— Begin DATASET ENTRIES —
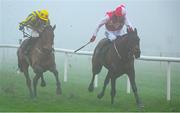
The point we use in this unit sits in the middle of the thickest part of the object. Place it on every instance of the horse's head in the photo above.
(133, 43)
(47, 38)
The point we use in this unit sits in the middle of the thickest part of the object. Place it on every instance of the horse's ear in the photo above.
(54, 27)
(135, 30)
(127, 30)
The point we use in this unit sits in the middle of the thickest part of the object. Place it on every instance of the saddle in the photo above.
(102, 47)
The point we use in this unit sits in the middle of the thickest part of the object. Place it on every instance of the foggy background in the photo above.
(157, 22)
— End DATASET ENTRIES —
— Begin DATASET ENTRIES —
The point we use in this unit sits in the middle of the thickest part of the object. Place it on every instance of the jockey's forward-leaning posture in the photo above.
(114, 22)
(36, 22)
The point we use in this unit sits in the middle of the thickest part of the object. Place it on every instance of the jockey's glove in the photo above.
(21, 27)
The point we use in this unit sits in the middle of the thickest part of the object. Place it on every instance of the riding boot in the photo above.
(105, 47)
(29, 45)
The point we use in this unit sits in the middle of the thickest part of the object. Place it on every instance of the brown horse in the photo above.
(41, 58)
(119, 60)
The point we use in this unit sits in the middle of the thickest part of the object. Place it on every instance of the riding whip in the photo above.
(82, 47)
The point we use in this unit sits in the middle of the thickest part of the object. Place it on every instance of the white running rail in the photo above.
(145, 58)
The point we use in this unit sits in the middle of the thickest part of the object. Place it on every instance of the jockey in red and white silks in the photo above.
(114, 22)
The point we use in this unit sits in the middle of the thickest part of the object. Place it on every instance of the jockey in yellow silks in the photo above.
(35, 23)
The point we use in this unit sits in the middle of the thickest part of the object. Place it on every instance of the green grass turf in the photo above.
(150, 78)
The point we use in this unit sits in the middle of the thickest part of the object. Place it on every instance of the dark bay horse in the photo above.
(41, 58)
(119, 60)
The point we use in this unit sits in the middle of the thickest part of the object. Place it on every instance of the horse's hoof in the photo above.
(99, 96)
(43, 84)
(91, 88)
— End DATASET ENTRIES —
Gather every line in the rows above that contains the word "silks", and copy each one in full.

The point we use in this unit sits in the middle of the thickest part of the object. Place it on every instance of the jockey in red and white silks in the photo above.
The point we use in this unit sits in the middle of the thickest part of the object. Place it on every instance of the jockey in yellow silks in the photo above.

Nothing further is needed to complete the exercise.